#### [Exercise material]

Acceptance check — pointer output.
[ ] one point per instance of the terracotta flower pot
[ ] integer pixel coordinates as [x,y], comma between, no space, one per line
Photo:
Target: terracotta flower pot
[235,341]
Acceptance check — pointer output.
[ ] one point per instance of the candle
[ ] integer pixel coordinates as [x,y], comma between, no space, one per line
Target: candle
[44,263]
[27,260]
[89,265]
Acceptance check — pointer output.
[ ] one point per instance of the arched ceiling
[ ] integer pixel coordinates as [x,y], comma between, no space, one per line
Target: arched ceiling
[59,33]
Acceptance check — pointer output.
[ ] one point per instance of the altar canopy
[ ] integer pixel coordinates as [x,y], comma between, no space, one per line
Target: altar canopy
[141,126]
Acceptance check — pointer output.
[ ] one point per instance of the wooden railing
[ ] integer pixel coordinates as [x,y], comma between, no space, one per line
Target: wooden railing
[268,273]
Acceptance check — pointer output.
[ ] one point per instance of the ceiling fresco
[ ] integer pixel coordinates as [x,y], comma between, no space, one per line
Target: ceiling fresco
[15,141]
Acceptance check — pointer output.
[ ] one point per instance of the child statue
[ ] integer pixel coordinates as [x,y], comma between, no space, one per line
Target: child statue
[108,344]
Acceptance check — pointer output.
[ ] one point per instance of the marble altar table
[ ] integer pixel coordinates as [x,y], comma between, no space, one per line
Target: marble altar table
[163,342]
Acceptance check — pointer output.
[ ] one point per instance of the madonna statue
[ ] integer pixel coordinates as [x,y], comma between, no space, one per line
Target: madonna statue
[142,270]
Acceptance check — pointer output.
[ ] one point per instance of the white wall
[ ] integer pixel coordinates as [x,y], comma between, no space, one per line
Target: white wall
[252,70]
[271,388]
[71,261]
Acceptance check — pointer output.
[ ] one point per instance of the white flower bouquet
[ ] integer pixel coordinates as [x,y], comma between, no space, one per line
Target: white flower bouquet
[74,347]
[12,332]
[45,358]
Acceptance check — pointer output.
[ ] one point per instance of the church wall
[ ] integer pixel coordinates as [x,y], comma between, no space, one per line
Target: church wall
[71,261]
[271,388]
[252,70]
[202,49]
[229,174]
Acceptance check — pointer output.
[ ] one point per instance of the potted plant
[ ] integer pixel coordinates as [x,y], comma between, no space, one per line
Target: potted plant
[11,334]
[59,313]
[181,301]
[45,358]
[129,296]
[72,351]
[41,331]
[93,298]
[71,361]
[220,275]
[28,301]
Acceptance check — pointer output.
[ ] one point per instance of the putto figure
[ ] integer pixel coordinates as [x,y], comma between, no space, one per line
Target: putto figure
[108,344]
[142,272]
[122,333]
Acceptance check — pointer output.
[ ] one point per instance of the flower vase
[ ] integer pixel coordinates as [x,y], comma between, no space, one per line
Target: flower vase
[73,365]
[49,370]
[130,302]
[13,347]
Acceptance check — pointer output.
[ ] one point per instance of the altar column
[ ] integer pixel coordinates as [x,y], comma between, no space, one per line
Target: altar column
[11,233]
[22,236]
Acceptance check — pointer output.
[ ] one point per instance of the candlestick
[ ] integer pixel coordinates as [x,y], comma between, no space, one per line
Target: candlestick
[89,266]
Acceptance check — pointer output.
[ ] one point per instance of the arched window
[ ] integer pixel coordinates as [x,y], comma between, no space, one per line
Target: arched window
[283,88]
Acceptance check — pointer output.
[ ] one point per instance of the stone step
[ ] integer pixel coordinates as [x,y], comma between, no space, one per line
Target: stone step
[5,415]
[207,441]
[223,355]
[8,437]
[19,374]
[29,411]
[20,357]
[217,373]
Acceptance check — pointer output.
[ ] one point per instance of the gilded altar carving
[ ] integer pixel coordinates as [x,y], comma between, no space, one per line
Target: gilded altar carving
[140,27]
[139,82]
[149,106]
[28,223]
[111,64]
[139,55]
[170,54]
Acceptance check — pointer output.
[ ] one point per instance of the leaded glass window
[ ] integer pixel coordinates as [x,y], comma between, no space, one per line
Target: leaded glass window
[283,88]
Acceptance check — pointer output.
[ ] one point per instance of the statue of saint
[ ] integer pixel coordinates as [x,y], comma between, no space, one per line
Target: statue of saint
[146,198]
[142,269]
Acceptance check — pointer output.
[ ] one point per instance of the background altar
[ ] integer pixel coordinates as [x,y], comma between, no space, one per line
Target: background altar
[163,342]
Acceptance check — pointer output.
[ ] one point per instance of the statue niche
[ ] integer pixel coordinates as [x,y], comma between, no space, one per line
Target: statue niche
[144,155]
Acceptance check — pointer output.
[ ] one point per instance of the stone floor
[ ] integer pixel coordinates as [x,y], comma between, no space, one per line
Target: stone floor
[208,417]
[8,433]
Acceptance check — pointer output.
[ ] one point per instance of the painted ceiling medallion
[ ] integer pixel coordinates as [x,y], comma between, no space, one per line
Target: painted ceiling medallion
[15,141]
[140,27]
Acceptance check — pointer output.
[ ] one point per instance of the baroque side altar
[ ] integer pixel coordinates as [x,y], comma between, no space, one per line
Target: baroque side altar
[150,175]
--
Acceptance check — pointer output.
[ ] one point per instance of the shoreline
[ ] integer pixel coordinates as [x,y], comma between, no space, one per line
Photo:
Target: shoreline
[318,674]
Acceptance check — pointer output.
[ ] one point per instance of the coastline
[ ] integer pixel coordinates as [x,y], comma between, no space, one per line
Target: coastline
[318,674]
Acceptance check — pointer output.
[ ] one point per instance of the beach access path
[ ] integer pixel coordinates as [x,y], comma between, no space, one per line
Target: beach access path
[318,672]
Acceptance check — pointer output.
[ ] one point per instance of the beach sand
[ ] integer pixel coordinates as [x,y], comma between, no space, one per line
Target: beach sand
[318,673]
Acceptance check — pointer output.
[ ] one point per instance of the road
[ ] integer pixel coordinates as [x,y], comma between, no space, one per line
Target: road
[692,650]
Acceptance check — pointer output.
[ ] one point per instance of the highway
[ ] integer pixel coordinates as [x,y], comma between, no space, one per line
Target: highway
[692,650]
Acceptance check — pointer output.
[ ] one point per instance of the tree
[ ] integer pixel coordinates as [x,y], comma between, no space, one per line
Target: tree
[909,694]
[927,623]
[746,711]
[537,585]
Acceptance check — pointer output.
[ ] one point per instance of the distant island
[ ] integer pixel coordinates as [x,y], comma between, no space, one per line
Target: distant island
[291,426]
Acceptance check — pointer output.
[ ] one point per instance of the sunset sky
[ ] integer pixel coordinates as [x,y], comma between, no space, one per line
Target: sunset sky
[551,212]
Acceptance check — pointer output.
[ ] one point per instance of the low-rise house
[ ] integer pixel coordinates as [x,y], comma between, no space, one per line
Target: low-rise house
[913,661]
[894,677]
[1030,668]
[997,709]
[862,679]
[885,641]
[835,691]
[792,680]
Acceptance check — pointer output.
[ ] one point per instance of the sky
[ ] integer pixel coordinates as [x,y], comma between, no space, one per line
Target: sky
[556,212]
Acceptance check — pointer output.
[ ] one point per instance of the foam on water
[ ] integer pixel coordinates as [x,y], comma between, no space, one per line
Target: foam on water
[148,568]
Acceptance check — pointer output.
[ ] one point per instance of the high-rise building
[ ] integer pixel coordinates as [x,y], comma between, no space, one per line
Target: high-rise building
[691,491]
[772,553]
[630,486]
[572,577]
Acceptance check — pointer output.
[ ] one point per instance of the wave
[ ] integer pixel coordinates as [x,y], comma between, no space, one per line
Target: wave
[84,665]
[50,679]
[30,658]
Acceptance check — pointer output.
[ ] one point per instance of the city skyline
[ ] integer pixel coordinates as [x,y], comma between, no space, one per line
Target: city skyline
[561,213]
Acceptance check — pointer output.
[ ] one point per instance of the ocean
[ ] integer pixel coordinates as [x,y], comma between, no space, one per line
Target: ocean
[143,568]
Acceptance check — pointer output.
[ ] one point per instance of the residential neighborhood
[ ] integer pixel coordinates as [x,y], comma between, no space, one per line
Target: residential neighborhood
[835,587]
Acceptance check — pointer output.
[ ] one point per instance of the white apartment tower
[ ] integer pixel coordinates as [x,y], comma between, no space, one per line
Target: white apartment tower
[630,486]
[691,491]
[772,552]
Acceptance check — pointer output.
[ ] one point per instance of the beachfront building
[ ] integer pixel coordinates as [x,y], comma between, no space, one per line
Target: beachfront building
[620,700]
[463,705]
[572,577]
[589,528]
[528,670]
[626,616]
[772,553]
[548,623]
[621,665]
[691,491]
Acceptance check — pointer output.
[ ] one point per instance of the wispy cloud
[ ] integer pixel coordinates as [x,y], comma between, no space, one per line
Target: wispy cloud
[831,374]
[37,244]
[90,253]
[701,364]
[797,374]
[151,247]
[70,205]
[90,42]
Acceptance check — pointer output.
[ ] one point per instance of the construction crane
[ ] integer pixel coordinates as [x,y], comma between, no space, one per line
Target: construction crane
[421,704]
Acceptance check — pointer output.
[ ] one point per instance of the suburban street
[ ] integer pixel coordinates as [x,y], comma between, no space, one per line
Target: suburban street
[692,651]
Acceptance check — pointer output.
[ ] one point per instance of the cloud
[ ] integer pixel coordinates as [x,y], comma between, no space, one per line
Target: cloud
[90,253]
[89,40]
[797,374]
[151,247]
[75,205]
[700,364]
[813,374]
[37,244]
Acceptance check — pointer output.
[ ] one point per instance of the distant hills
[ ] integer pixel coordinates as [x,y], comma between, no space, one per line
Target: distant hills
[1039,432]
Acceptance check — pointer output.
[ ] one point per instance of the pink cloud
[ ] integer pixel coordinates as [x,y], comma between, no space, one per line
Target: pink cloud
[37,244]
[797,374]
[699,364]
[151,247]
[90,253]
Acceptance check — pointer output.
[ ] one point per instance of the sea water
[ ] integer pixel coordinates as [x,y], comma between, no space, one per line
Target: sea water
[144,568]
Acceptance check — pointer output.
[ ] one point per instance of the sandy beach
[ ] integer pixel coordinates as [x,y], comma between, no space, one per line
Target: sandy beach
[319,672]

#### [Work to complete]
How many lines in the material above contain the string "shoreline", with case counting? Give only the number.

#### [Output of the task]
2